TESTO DI PARTENZA -

*-*-*

Come prevenire il tumore dell’ovaio e del seno

Articolo a cura della dr.ssa Anna Biffi.
Nell’ambito della cura dei tumori la diagnosi precoce è sempre stata uno degli obiettivi prioritari. Con lo sviluppo della biologia molecolare l’attenzione si è rivolta anche alla individuazione di geni mutati che conferiscono un rischio di contrarre il tumore molto più elevato rispetto ai pazienti che non possiedono geni non alterati.
Nel 1994 furono individuati 2 geni oncosopressori: il BRAC1 ed il BRAC2. Questi geni svolgono la funzione di riparare errori/guasti nel DNA, cause di alterazione del controllo cellulare che possono condurre al cancro.
Le neoplasie possono essere cosiddette sporadiche (casuali) oppure possono essere ereditarie (nel caso uno dei genitori abbia trasmesso geni alterati) che in varia percentuale a seconda del tipo di tumore possono provocare la malattia.

*-*-*

ESTRATTO DEL DATASET -
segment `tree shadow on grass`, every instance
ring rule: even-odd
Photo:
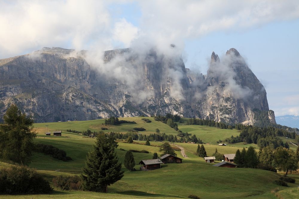
[[[143,192],[138,191],[126,191],[124,192],[119,192],[118,193],[124,195],[131,195],[141,196],[144,197],[167,197],[169,198],[185,198],[185,197],[180,196],[178,195],[167,195],[164,194],[152,194]]]

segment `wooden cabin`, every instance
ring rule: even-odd
[[[221,162],[217,164],[214,164],[213,166],[215,166],[226,167],[230,168],[235,168],[238,166],[236,164],[234,164],[229,162],[225,162],[225,161]]]
[[[224,154],[224,160],[227,162],[234,162],[234,159],[236,156],[236,154]]]
[[[216,158],[215,158],[215,156],[212,156],[211,157],[205,157],[204,158],[204,159],[206,161],[206,162],[214,162],[214,161],[216,159]]]
[[[181,158],[180,158],[176,156],[167,154],[159,158],[164,163],[181,163],[183,160]]]
[[[54,136],[61,136],[61,132],[62,132],[61,131],[56,131],[53,132],[53,135]]]
[[[163,163],[159,159],[154,159],[141,160],[139,163],[140,164],[141,166],[141,164],[143,165],[143,166],[140,167],[141,170],[149,171],[160,169],[161,168],[160,165],[163,164]]]

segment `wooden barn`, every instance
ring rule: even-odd
[[[214,162],[216,158],[213,156],[211,157],[205,157],[204,159],[206,161],[206,162]]]
[[[61,132],[62,132],[61,131],[56,131],[53,132],[53,135],[54,136],[61,136]]]
[[[160,165],[163,164],[163,163],[159,159],[154,159],[141,160],[139,163],[140,164],[141,166],[141,164],[143,165],[143,166],[140,167],[141,170],[149,171],[160,169],[161,168]]]
[[[229,162],[225,162],[223,161],[221,162],[216,164],[214,164],[213,166],[220,166],[220,167],[226,167],[230,168],[235,168],[238,166],[236,164],[232,163]]]
[[[164,163],[181,163],[183,159],[176,156],[167,154],[159,158]]]
[[[227,162],[234,162],[234,158],[236,156],[236,154],[224,154],[224,160]]]

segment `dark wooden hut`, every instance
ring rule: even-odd
[[[61,131],[56,131],[53,132],[53,135],[54,136],[61,136]]]
[[[214,162],[216,158],[213,156],[212,157],[205,157],[204,159],[206,161],[206,162]]]
[[[224,160],[227,162],[234,162],[234,158],[236,156],[236,154],[224,154]]]
[[[213,166],[220,166],[220,167],[226,167],[230,168],[235,168],[238,166],[236,164],[232,163],[229,162],[225,162],[223,161],[221,162],[216,164],[214,164]]]
[[[161,168],[160,165],[163,163],[159,159],[154,159],[141,160],[139,163],[141,165],[141,164],[143,165],[143,166],[140,167],[140,170],[148,171]]]
[[[169,154],[165,154],[159,159],[164,163],[181,163],[183,160],[181,158]]]

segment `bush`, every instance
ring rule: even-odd
[[[292,178],[290,177],[280,177],[279,178],[279,180],[291,183],[295,183],[296,182],[296,179]]]
[[[273,183],[275,184],[277,184],[280,186],[288,186],[288,184],[283,181],[281,180],[274,180],[273,181]]]
[[[36,144],[35,146],[35,151],[45,155],[50,155],[55,159],[63,161],[72,160],[71,158],[66,156],[65,151],[51,145]]]
[[[143,131],[146,130],[146,129],[143,127],[135,127],[133,129],[135,130],[139,131]]]
[[[134,152],[135,153],[149,153],[150,152],[148,151],[147,151],[146,150],[141,150],[141,151],[138,151],[138,150],[135,150],[134,149],[130,149],[129,150],[130,151],[132,152]]]
[[[51,192],[52,188],[36,170],[24,166],[0,169],[0,193],[37,194]]]
[[[53,178],[54,186],[62,190],[82,190],[83,181],[79,175],[59,175]]]
[[[147,118],[142,118],[141,119],[142,120],[144,120],[144,121],[147,123],[150,123],[152,122],[152,121]]]

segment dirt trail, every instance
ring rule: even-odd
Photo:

*-*-*

ATTIVITÀ DA SVOLGERE -
A) Elenca, senza ripetizioni, gli aggettivi che nel testo sulla prevenzione dei tumori compaiono dopo la parola «geni».
B) Prosegui per favore il testo sulla prevenzione dei tumori dell'ovaio e del seno dal punto in cui si interrompe.

RISPOSTE AGLI ESERCIZI -
A) mutati, alterati, oncosopressori

B)
Ereditare una variante patogenetica dei geni BRAC1-2 configura un rischio di ammalarsi di tumore della mammella del 50-60%, di ammalarsi di tumore dell’ovaio del 30-40% in presenza di alterazione di BRAC1 e del 10-20% di BRAC2.
Recenti studi hanno inoltre dimostrato che questi geni alterati possono essere coinvolti anche nella genesi di tumori pancreatici, prostatici e dello stomaco.
Le neoplasie causate da questi geni, pur avendo spesso una prognosi migliore rispetto ai tumori non ereditari, tendono a colpire la paziente ad una età più giovanile, talvolta prima che abbia compiuto il percorso riproduttivo. Ha grandemente contribuito a focalizzare l’attenzione su queste tematiche il caso dell’attrice Angelina Jolie: essendovi nella sua famiglia tre casi di neoplasie (madre k ovaio, zia e cugina K mammella) si sottopose al test genetico e riscontratane la positività si sottopose ad asportazione delle ovaie ed a mastectomia bilaterale profilattica.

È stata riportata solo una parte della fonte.